Given instruction 1: Report how many lines of the entries contain the string "desk". Give only the number.

Excerpt:
|---|

As hard as Castlevania tried, it was never able to truly make the jump into 3D like most. However, it wasn't such a bad thing. At least not for fans of the original's like me, anyway. I liked my Castlevania in 2D. However, as time went on, I could no longer bare the Symphony of the Night play-style over and over again, as the series continued to become saturated with anime-inspired characters, and exceedingly ridiculous/stupid story arcs, I could no longer take it. I just lost interest in the series all together and stopped buying them, except for Castlevania: Dracula Chronicles X on the Playstation Portable, obviously. All hope for me and Castlevania went out the window a long time ago, and this new entry was the last, tiny shred of light at the end of the darkest tunnel you could ever imagine yourself in.
Now that the obligatory history lesson is over, lets jump into Lords of Shadow (hereby referred to as: LoS). First, I would like to say that I was extremely optimistic about this title. I watched the trailers and gameplay videos whenever they surfaced, and I always attempted to ignore the flaws and things that I wasn't feeling in general. I was even one of those forum nerds that would have the audacity to defend the game when people would say it was a cheap, uninspired piece of shit. Yes, I'll admit it, I was that guy.
Then it came out, and there I was, first in line at the midnight opening at my local GameStop. With a big smile on my face, I forked over my hard earned dough for my reserved copy, along with a pretty sweet Castlevania T-Shirt (the best part of the deal, really). I promptly jogged home as I tore apart the shrink wrap and other Fort Knox-like security tapes that all games come with, so I could spend some time with a series that I know and love. I was most certainly in for a disappointment.

|---|

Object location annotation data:
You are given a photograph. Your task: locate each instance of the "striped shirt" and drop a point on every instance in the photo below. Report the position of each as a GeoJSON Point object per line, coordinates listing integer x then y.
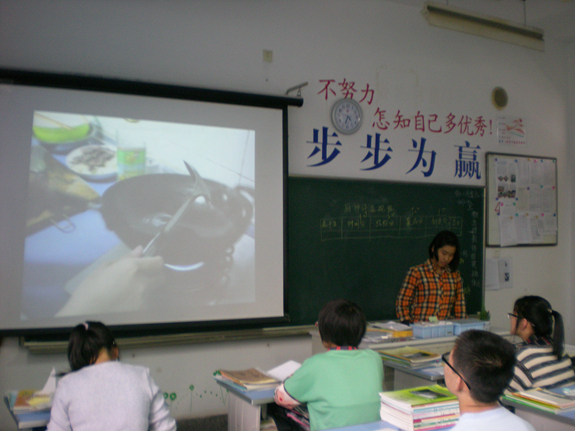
{"type": "Point", "coordinates": [538, 367]}
{"type": "Point", "coordinates": [426, 293]}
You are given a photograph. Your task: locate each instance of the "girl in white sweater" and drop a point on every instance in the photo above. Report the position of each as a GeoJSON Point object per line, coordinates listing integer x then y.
{"type": "Point", "coordinates": [102, 393]}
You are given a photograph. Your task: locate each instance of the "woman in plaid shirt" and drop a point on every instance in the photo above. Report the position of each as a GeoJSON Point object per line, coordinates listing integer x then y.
{"type": "Point", "coordinates": [433, 288]}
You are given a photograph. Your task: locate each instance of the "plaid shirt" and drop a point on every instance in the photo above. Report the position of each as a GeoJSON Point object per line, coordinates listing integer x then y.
{"type": "Point", "coordinates": [426, 293]}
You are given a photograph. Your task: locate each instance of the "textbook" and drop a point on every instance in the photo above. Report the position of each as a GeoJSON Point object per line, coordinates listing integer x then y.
{"type": "Point", "coordinates": [424, 408]}
{"type": "Point", "coordinates": [556, 400]}
{"type": "Point", "coordinates": [410, 356]}
{"type": "Point", "coordinates": [250, 379]}
{"type": "Point", "coordinates": [562, 398]}
{"type": "Point", "coordinates": [532, 403]}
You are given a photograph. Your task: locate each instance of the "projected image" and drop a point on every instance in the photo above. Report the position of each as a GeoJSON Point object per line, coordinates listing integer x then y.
{"type": "Point", "coordinates": [128, 215]}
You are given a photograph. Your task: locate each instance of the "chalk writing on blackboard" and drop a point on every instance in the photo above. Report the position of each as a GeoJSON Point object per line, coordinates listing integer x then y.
{"type": "Point", "coordinates": [369, 227]}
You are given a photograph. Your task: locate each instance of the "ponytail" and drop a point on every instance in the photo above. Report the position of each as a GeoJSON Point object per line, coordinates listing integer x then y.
{"type": "Point", "coordinates": [558, 334]}
{"type": "Point", "coordinates": [86, 341]}
{"type": "Point", "coordinates": [545, 321]}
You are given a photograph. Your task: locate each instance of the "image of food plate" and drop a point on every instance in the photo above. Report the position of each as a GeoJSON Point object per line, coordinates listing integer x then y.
{"type": "Point", "coordinates": [93, 162]}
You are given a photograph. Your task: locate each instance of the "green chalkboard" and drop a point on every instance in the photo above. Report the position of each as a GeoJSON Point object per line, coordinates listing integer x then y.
{"type": "Point", "coordinates": [356, 239]}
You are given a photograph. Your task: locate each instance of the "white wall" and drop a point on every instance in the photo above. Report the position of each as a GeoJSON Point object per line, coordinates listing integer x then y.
{"type": "Point", "coordinates": [410, 66]}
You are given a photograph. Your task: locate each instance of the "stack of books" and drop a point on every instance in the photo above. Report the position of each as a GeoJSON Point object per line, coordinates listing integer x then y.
{"type": "Point", "coordinates": [411, 357]}
{"type": "Point", "coordinates": [555, 400]}
{"type": "Point", "coordinates": [423, 408]}
{"type": "Point", "coordinates": [247, 380]}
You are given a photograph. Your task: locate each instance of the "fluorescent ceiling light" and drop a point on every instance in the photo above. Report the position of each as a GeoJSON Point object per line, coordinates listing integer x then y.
{"type": "Point", "coordinates": [482, 25]}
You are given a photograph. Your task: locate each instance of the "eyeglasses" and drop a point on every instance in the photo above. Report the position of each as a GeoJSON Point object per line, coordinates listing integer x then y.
{"type": "Point", "coordinates": [444, 359]}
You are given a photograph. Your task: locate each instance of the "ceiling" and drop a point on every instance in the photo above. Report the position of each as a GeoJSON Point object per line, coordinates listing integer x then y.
{"type": "Point", "coordinates": [555, 17]}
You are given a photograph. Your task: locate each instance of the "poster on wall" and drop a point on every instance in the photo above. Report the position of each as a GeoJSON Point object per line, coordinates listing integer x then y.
{"type": "Point", "coordinates": [521, 200]}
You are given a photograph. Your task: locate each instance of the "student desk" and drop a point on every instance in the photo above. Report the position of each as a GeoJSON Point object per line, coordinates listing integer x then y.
{"type": "Point", "coordinates": [544, 421]}
{"type": "Point", "coordinates": [36, 421]}
{"type": "Point", "coordinates": [245, 408]}
{"type": "Point", "coordinates": [394, 375]}
{"type": "Point", "coordinates": [374, 426]}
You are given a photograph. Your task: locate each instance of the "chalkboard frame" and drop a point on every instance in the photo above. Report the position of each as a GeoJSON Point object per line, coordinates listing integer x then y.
{"type": "Point", "coordinates": [303, 307]}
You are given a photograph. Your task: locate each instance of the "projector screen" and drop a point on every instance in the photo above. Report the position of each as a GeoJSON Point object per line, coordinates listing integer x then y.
{"type": "Point", "coordinates": [138, 209]}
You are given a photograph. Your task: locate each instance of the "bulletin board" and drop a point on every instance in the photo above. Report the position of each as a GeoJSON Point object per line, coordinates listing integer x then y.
{"type": "Point", "coordinates": [521, 205]}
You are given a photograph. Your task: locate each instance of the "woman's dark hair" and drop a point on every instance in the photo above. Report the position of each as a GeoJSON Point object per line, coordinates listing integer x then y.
{"type": "Point", "coordinates": [441, 239]}
{"type": "Point", "coordinates": [486, 361]}
{"type": "Point", "coordinates": [86, 341]}
{"type": "Point", "coordinates": [342, 323]}
{"type": "Point", "coordinates": [545, 321]}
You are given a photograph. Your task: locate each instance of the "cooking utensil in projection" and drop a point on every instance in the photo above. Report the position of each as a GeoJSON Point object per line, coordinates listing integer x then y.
{"type": "Point", "coordinates": [139, 208]}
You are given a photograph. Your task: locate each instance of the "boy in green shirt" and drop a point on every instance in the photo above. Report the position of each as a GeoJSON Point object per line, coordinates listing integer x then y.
{"type": "Point", "coordinates": [341, 386]}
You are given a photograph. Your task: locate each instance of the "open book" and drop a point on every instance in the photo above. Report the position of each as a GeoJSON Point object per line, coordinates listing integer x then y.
{"type": "Point", "coordinates": [255, 379]}
{"type": "Point", "coordinates": [410, 356]}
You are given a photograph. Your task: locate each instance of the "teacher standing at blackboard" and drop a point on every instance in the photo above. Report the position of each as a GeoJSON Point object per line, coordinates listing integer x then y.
{"type": "Point", "coordinates": [434, 288]}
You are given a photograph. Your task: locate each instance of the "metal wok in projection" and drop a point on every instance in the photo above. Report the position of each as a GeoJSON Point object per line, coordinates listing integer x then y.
{"type": "Point", "coordinates": [191, 222]}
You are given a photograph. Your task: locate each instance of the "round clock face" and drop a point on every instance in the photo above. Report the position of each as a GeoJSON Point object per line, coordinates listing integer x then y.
{"type": "Point", "coordinates": [346, 116]}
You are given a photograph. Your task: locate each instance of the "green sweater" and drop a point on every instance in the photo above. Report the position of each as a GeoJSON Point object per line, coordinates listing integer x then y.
{"type": "Point", "coordinates": [340, 387]}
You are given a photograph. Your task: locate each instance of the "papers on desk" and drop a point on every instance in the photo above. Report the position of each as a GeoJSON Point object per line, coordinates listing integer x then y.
{"type": "Point", "coordinates": [283, 371]}
{"type": "Point", "coordinates": [254, 379]}
{"type": "Point", "coordinates": [27, 400]}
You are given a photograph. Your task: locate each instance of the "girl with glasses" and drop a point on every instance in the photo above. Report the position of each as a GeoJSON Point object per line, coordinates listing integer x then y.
{"type": "Point", "coordinates": [540, 359]}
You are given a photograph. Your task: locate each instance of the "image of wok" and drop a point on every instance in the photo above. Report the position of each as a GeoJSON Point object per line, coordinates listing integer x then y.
{"type": "Point", "coordinates": [137, 208]}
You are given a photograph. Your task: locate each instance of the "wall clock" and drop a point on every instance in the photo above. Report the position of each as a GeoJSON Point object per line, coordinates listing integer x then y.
{"type": "Point", "coordinates": [346, 116]}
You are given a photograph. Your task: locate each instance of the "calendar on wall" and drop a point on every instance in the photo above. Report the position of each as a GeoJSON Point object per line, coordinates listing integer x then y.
{"type": "Point", "coordinates": [521, 205]}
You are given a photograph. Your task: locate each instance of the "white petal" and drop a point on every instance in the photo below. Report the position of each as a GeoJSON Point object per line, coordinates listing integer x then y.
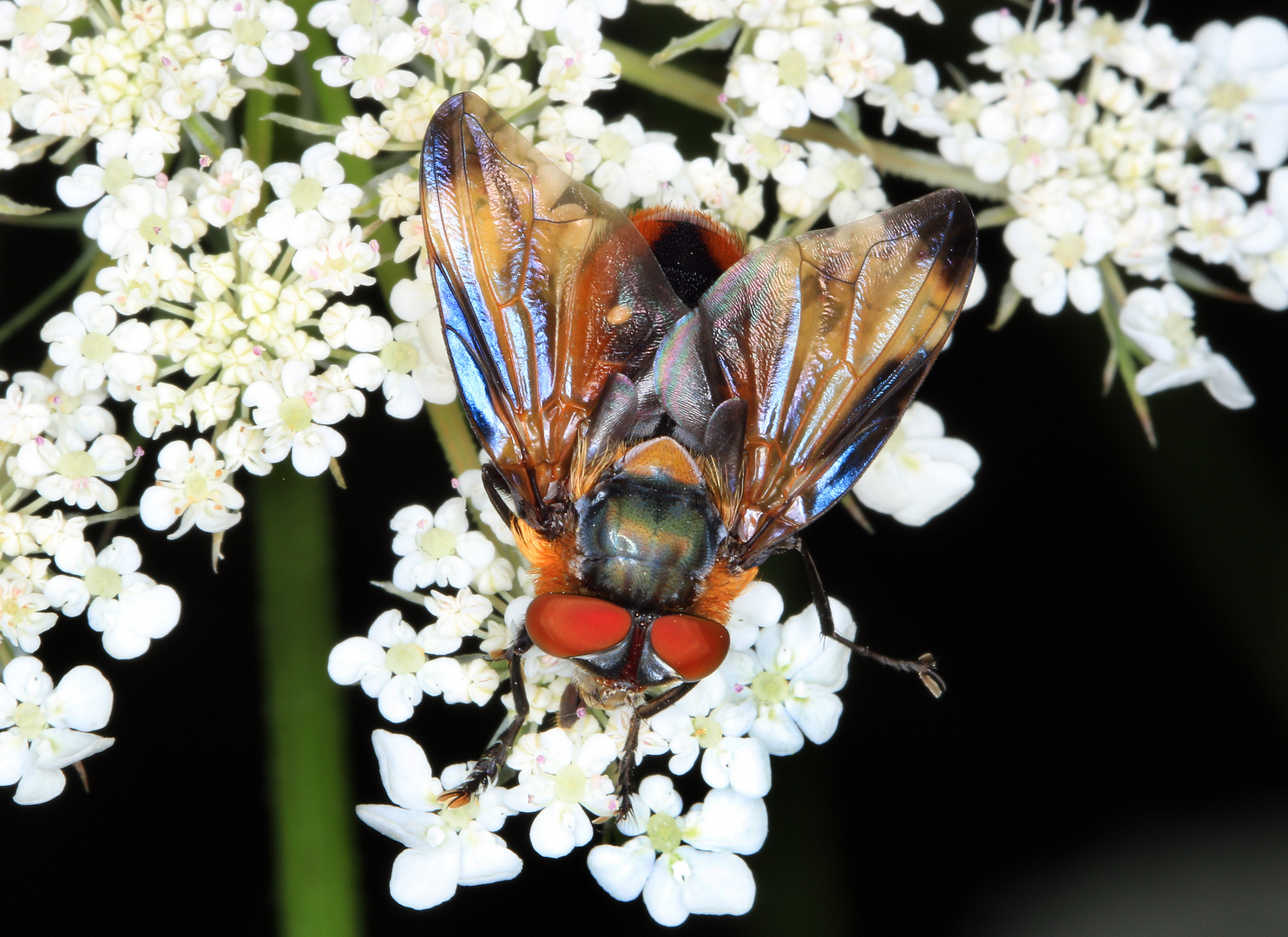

|---|

Given instruction 2:
Answer these questions from the Castlevania review:
(a) On which system did the writer buy Castlevania: Dracula Chronicles X?
(b) What abbreviation does the review adopt for Lords of Shadow?
(c) What item did the writer buy along with the reserved copy?

Problem solution 1: 2

Problem solution 2:
(a) The Playstation Portable.
(b) LoS.
(c) A Castlevania T-Shirt.